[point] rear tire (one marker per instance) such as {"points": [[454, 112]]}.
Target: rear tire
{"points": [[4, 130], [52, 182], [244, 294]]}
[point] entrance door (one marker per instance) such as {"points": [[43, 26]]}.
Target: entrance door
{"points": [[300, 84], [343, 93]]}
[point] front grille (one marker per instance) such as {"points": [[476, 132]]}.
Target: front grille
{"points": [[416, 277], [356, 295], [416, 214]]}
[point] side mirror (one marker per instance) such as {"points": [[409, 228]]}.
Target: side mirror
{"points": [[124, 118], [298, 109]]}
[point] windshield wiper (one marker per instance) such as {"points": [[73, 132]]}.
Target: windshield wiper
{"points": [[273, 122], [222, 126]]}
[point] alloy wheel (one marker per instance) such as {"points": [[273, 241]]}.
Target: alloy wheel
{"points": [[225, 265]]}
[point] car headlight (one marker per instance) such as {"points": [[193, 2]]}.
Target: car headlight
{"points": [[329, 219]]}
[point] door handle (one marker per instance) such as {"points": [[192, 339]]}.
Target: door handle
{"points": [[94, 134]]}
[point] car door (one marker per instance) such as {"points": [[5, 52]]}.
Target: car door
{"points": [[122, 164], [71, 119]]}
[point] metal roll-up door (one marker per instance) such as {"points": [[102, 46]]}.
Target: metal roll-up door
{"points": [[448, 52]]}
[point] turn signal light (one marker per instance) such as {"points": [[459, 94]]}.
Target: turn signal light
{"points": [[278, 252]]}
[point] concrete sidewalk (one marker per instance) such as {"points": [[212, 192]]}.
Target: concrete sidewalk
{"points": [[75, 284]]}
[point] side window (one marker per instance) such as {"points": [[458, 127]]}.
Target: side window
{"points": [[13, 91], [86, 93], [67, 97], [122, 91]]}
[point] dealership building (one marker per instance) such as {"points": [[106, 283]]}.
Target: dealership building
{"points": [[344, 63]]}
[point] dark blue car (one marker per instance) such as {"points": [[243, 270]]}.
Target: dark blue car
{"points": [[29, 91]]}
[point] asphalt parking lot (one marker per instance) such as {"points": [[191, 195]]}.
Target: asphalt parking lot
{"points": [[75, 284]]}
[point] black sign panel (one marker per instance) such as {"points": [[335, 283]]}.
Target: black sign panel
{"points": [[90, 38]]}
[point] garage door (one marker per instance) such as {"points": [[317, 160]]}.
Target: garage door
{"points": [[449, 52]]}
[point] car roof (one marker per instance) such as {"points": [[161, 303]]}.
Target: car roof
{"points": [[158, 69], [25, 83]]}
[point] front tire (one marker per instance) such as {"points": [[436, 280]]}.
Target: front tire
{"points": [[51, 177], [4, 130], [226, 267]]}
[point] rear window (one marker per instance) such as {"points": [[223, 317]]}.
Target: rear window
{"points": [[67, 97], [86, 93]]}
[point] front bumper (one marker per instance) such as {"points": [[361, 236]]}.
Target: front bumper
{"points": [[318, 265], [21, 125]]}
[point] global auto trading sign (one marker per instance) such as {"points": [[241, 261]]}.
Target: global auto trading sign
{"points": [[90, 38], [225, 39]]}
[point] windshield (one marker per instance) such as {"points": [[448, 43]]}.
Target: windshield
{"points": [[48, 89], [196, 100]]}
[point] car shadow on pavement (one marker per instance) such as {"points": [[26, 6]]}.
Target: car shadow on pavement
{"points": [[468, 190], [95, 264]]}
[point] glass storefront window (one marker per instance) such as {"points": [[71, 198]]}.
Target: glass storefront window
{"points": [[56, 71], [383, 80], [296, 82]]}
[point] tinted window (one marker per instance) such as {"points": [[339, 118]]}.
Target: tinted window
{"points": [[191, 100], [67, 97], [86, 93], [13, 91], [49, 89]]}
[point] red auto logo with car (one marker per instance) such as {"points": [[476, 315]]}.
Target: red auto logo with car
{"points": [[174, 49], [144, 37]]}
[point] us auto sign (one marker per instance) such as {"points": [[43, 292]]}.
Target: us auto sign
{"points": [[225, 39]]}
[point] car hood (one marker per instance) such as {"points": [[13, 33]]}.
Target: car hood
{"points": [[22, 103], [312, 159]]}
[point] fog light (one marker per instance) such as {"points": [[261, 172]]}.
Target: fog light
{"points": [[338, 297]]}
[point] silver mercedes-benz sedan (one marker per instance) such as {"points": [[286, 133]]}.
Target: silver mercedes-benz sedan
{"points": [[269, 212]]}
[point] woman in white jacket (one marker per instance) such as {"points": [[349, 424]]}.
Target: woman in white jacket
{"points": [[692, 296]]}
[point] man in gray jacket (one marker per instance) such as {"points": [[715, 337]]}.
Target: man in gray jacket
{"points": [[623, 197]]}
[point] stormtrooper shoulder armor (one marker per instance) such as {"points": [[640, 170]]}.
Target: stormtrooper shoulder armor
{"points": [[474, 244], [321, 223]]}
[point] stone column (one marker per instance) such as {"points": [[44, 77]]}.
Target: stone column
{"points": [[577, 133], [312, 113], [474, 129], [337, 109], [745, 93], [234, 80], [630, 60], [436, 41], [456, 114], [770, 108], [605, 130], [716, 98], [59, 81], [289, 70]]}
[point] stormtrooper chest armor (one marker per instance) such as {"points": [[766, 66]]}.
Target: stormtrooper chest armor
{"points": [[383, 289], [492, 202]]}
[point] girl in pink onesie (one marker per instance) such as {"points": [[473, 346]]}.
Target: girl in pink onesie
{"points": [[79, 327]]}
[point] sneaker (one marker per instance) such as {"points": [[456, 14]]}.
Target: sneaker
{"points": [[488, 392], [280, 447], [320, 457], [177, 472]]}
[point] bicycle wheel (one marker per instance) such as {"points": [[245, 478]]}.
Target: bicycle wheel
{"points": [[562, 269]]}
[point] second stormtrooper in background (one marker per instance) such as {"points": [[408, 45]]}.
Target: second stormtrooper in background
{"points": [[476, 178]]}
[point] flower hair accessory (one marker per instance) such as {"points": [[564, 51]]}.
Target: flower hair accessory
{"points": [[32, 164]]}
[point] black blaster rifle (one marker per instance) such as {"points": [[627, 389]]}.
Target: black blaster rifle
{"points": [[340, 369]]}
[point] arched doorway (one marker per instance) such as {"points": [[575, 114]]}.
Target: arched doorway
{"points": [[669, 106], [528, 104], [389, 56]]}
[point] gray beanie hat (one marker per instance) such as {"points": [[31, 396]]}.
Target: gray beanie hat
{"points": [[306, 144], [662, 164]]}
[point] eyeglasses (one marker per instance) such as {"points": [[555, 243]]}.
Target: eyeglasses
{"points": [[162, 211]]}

WHAT IS EXPECTED: Output the listing above without altering a single character.

TASK SOLUTION:
[point] rear tire (one marker per instance) such as {"points": [[454, 112]]}.
Target: rear tire
{"points": [[4, 130], [52, 182], [244, 294]]}
[point] entrance door (one marker per instance) such as {"points": [[43, 26]]}.
Target: entrance door
{"points": [[300, 84], [343, 93]]}
[point] front grille (one marker per instance) such as {"points": [[476, 132]]}.
Target: front grille
{"points": [[416, 277], [356, 295], [416, 214]]}
[point] side mirror (one marker per instance) such as {"points": [[409, 228]]}.
Target: side mirror
{"points": [[124, 118], [298, 109]]}
[point] windshield wiper (one marker per instance) such as {"points": [[73, 132]]}.
Target: windshield wiper
{"points": [[273, 122], [222, 126]]}
[point] alloy wheel (one marker per instance) such as {"points": [[273, 241]]}.
Target: alloy wheel
{"points": [[225, 265]]}
[point] car headlight (one marker per instance) such as {"points": [[193, 2]]}.
Target: car headlight
{"points": [[329, 219]]}
[point] door handle (one marker per instance) such as {"points": [[192, 339]]}.
Target: door handle
{"points": [[94, 134]]}
[point] car door (one marker per instance) such as {"points": [[5, 52]]}.
Target: car door
{"points": [[122, 164], [71, 119]]}
[point] metal roll-up door (one marker per instance) such as {"points": [[102, 46]]}.
Target: metal roll-up door
{"points": [[448, 52]]}
[point] turn signal light (one marker per instance) such as {"points": [[459, 94]]}.
Target: turn signal light
{"points": [[278, 252]]}
[point] concrete sidewalk (one marker per instance) such as {"points": [[212, 192]]}.
Target: concrete sidewalk
{"points": [[75, 284]]}
[point] side window (one marker per instance) such as {"points": [[458, 127]]}.
Target: side window
{"points": [[13, 91], [86, 93], [67, 97], [122, 91]]}
[point] dealership building (one marker per instance) such as {"points": [[106, 283]]}.
Target: dealership building
{"points": [[344, 63]]}
[point] dark blue car (one marker per instance) such as {"points": [[243, 270]]}.
Target: dark blue car
{"points": [[29, 91]]}
[point] asphalt parking lot (one marker per instance) such as {"points": [[191, 195]]}.
Target: asphalt parking lot
{"points": [[75, 284]]}
[point] black sign panel (one marker per instance) such as {"points": [[335, 283]]}.
Target: black sign panel
{"points": [[90, 38]]}
[point] garage door (one marker per instance) such as {"points": [[317, 160]]}.
Target: garage door
{"points": [[449, 52]]}
[point] car roof (one marker per instance) such as {"points": [[161, 303]]}.
Target: car roof
{"points": [[158, 69], [25, 83]]}
[point] front tire (one marker per instance) such as {"points": [[436, 280]]}.
Target: front tire
{"points": [[51, 177], [4, 130], [226, 267]]}
[point] rear window (one marker per instance) such as {"points": [[223, 317]]}.
Target: rear window
{"points": [[67, 97], [86, 93]]}
[point] front bumper (one marker per instance) such as {"points": [[361, 236]]}.
Target: front bumper
{"points": [[318, 265], [21, 125]]}
[point] global auto trading sign (one marker per instance) such as {"points": [[241, 261]]}.
Target: global auto trading sign
{"points": [[90, 38], [225, 39]]}
[point] windshield (one marker per instance) such as {"points": [[448, 43]]}.
Target: windshield
{"points": [[48, 89], [196, 100]]}
[point] car shadow on pavement (one marker per instance) such as {"points": [[26, 6]]}.
Target: car shadow on pavement
{"points": [[468, 190], [95, 264]]}
[point] glass storefront window (one marker per instance) such as {"points": [[71, 198]]}.
Target: glass storefront window
{"points": [[56, 71], [383, 80], [296, 82]]}
[point] tinted window (one marker per instance) such as {"points": [[339, 118]]}.
Target: tinted window
{"points": [[191, 100], [67, 97], [86, 93], [13, 91], [49, 89]]}
[point] red auto logo with car (one marker per instance) such as {"points": [[476, 315]]}.
Target: red auto logo with car
{"points": [[174, 49], [144, 37]]}
[point] us auto sign (one marker per instance) such as {"points": [[43, 292]]}.
Target: us auto sign
{"points": [[225, 39]]}
[point] car hood (one marker per instance) such as {"points": [[13, 33]]}.
Target: car hood
{"points": [[22, 103], [312, 159]]}
[point] fog light (one marker per instance) such as {"points": [[261, 172]]}.
Target: fog light
{"points": [[338, 297]]}
[point] silver mercedes-benz sedan (one marker per instance) such as {"points": [[286, 133]]}.
Target: silver mercedes-benz sedan
{"points": [[269, 212]]}
[point] woman in white jacket (one marker per instance) such as {"points": [[349, 424]]}.
Target: woman in white jacket
{"points": [[692, 296]]}
[point] man in gray jacket (one marker per instance) such as {"points": [[715, 337]]}.
Target: man in gray jacket
{"points": [[623, 197]]}
[point] stormtrooper shoulder armor (one marker per instance) such as {"points": [[640, 170]]}.
Target: stormtrooper shoulder armor
{"points": [[474, 244], [321, 223]]}
[point] stone column (one marker per instance) such as {"points": [[44, 77]]}.
Target: stone column
{"points": [[577, 133], [312, 113], [474, 129], [337, 109], [745, 93], [234, 80], [630, 60], [436, 41], [456, 114], [770, 108], [605, 130], [716, 98], [59, 81], [289, 70]]}
[point] stormtrooper chest armor (one marker per instance) such as {"points": [[766, 66]]}.
Target: stormtrooper chest armor
{"points": [[383, 289], [492, 202]]}
[point] girl in pink onesie (one marker per instance) such as {"points": [[473, 346]]}.
Target: girl in pink onesie
{"points": [[79, 327]]}
[point] sneaker (one marker per instance) such as {"points": [[456, 14]]}.
Target: sneaker
{"points": [[488, 392], [280, 447], [320, 457], [177, 472]]}
[point] bicycle wheel (one marker per instance) such as {"points": [[245, 478]]}.
Target: bicycle wheel
{"points": [[562, 269]]}
[point] second stormtrooper in background (one marker per instance) such as {"points": [[408, 45]]}.
Target: second stormtrooper in background
{"points": [[476, 178]]}
[point] flower hair accessory (one marker per instance) such as {"points": [[564, 51]]}.
Target: flower hair accessory
{"points": [[32, 164]]}
[point] black blaster rifle (one marker per instance) such as {"points": [[627, 389]]}.
Target: black blaster rifle
{"points": [[340, 369]]}
[point] arched doorway (one marker per instance) such as {"points": [[575, 114]]}.
Target: arched doorway
{"points": [[669, 106], [528, 104], [389, 56]]}
[point] gray beanie hat (one marker per instance) such as {"points": [[31, 396]]}.
Target: gray beanie hat
{"points": [[306, 144], [662, 164]]}
[point] eyeglasses (one marker per instance) such as {"points": [[555, 243]]}.
Target: eyeglasses
{"points": [[162, 211]]}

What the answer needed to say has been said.